▸ **Exercise**: A faithful retyping of every entry below is wanted, with images left out.

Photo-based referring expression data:
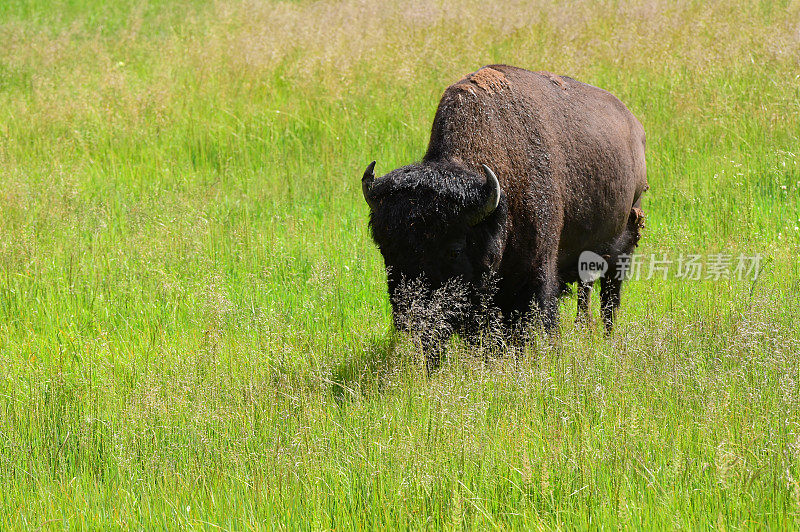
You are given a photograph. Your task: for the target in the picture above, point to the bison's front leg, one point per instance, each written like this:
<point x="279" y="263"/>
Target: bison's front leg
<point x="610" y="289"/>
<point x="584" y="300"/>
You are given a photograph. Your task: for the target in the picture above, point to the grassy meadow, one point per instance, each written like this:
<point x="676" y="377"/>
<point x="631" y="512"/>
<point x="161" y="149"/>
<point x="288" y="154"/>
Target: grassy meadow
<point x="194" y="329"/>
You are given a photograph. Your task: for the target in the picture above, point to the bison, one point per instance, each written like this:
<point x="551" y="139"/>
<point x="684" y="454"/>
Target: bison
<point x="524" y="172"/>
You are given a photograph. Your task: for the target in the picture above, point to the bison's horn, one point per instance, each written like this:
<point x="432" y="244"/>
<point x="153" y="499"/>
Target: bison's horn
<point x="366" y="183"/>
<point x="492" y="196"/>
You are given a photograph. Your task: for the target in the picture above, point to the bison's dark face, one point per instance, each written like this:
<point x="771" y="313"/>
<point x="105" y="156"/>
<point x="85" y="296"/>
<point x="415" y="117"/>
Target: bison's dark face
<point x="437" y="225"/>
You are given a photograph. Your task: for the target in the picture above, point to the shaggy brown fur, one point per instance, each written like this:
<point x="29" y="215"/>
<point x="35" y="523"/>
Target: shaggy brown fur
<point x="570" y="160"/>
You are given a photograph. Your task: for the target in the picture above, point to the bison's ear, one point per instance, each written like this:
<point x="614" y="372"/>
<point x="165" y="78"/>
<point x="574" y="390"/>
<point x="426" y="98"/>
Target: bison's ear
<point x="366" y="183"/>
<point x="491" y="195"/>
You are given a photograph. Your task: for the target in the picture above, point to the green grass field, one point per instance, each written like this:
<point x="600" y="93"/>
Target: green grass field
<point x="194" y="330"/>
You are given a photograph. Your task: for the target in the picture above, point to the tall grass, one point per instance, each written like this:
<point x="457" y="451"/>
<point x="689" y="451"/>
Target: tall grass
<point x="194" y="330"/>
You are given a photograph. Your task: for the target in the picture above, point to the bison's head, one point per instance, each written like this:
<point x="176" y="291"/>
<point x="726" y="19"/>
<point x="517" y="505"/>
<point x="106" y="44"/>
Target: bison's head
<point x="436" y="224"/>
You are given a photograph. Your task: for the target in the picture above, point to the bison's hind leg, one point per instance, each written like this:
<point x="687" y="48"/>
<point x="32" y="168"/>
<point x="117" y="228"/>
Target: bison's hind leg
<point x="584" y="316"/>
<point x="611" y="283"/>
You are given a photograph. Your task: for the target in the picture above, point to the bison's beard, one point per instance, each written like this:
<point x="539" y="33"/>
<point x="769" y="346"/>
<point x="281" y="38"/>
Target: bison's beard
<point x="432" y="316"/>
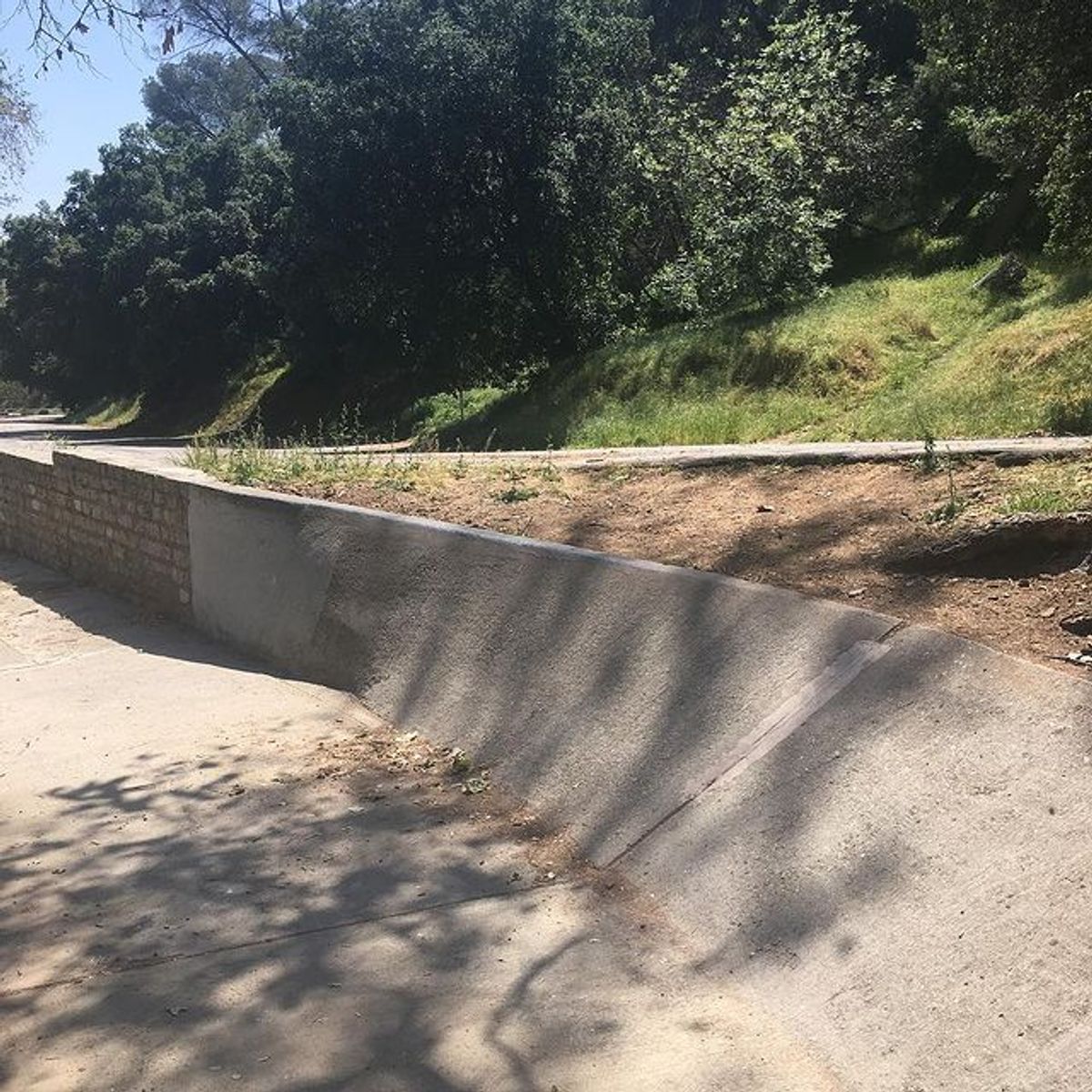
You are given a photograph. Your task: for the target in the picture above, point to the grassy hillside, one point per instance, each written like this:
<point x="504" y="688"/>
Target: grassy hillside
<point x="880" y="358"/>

▸ **Solution**:
You are given a photograph. Your task: for the target in the picture above, point to the bison's front leg, one point per instance, each written like this:
<point x="279" y="263"/>
Target: bison's front leg
<point x="610" y="289"/>
<point x="584" y="300"/>
You are given a photograph. Your task: for the target in the picture above, point to the grassy meadow, one point per instance, each written like this:
<point x="676" y="377"/>
<point x="631" y="512"/>
<point x="161" y="149"/>
<point x="288" y="154"/>
Target: grassy meadow
<point x="194" y="329"/>
You are given a photograph. Your task: for the target in the picture above, point to the bison, one point per instance, each written like this:
<point x="551" y="139"/>
<point x="684" y="454"/>
Target: bison
<point x="524" y="172"/>
You are given a photograph. Your task: for the target in the picture above, point to the bison's horn, one point per instance, each written like this:
<point x="432" y="244"/>
<point x="153" y="499"/>
Target: bison's horn
<point x="366" y="183"/>
<point x="492" y="196"/>
You are given a photograph. Your task: for the target in the picture above, point to the bison's dark face, one point per instance, each written like this:
<point x="771" y="313"/>
<point x="105" y="156"/>
<point x="85" y="296"/>
<point x="415" y="117"/>
Target: bison's dark face
<point x="437" y="225"/>
You are given a photograph. Your task: for the target in the picture above, point to the shaggy brown fur, one point per instance, each written like this:
<point x="29" y="215"/>
<point x="35" y="523"/>
Target: shaggy brown fur
<point x="570" y="160"/>
You are given a photograph. Your task: for the target in the picture above, point to the bison's ear, one point per instance, each written like this:
<point x="614" y="372"/>
<point x="165" y="78"/>
<point x="574" y="390"/>
<point x="426" y="98"/>
Target: bison's ear
<point x="366" y="183"/>
<point x="491" y="195"/>
You are given a photograph. Your task: for the target in the picture above, point to the green grass field, one point per instance, each written like this:
<point x="600" y="93"/>
Target: green grass field
<point x="194" y="330"/>
You are given a photograph. Your task: for the target in the picture above, point to the tall grass, one point per instance, each written like this:
<point x="457" y="451"/>
<point x="689" y="451"/>
Target: tall grass
<point x="194" y="330"/>
You are given a photograph. Your task: for the target in the picture above, point to the bison's head, one point per instance, each written like this:
<point x="176" y="291"/>
<point x="726" y="19"/>
<point x="517" y="505"/>
<point x="106" y="44"/>
Target: bison's head
<point x="436" y="224"/>
You are given a photograph. Your task: for the target in the picture above, point to the bison's hind leg, one point per instance, each written like this:
<point x="687" y="48"/>
<point x="32" y="168"/>
<point x="117" y="228"/>
Target: bison's hind leg
<point x="584" y="316"/>
<point x="611" y="283"/>
You are given a photograph. Your task: for the target in the picture above, point to the bison's beard, one point per instance, each written like this:
<point x="539" y="33"/>
<point x="769" y="346"/>
<point x="281" y="38"/>
Target: bison's beard
<point x="432" y="316"/>
You are given a photograph. Your task: for the target in the picture above, point to the grassy hillside, one point per instance, each written like this:
<point x="504" y="688"/>
Target: grassy hillside
<point x="880" y="358"/>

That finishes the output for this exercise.